**SELECTED PASSAGE**
════════════════

2. Comparability of certain companies, working of operating margins, and risk analysis under the TP provisions.
3. Multiple year data.
4. Power of TPO under section 133(6) for obtaining data not in the public domain.
5. Various filters adopted.

Detailed Analysis:

1. The Most Appropriate Method for TP Analysis:
The primary issue was whether the Cost Plus Method (CPM) or the Transactional Net Margin Method (TNMM) was the most appropriate method for TP analysis. The assessee initially adopted CPM and provided an alternative working under the Comparable Uncontrolled Price (CUP) method. The Transfer Pricing Officer (TPO) rejected these methods, citing the absence of necessary data and the reliance on assumptions. The TPO instead adopted TNMM, which was upheld by the Dispute Resolution Panel (DRP). The Tribunal agreed with the TPO, stating that in the absence of reliable data for CPM or CUP, TNMM was the most appropriate method under the given circumstances.

════════════════

**DATA ENTRIES**
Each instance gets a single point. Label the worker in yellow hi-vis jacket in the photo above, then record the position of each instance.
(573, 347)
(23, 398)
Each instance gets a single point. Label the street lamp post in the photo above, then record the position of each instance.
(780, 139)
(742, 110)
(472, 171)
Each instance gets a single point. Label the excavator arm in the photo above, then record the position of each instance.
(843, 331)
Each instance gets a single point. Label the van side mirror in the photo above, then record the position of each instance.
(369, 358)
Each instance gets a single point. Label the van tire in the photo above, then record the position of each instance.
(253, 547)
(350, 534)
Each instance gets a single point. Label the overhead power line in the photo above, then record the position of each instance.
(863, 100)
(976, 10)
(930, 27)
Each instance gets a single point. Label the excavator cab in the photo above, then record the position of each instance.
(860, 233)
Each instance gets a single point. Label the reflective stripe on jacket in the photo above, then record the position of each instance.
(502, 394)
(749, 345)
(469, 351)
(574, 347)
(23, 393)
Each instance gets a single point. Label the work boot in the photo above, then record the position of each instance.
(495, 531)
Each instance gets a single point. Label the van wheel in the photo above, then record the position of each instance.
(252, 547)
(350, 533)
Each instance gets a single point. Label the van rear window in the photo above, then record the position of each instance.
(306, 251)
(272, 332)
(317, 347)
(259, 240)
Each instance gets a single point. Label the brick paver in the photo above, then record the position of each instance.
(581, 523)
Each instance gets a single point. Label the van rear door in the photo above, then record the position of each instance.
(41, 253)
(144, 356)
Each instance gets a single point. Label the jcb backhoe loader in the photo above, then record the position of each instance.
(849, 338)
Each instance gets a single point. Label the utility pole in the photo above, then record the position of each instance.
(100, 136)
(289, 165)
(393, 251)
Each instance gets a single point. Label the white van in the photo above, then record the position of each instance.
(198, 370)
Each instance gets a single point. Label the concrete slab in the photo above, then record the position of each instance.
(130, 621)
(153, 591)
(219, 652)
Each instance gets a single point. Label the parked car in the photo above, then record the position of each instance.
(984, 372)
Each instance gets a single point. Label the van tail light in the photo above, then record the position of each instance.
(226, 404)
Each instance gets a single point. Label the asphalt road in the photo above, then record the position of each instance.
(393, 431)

════════════════

**STATED EXERCISE 1**
According to the transfer pricing passage, which body upheld the Transfer Pricing Officer's adoption of TNMM?
**STATED EXERCISE 2**
Echo the listing word for word, starting at the line that contains "Each instance gets a single point. Label the asphalt" and continuing through the end of the listing.

**TASK OUTPUT 1**
The Dispute Resolution Panel (DRP) upheld it.

**TASK OUTPUT 2**
Each instance gets a single point. Label the asphalt road in the photo above, then record the position of each instance.
(393, 431)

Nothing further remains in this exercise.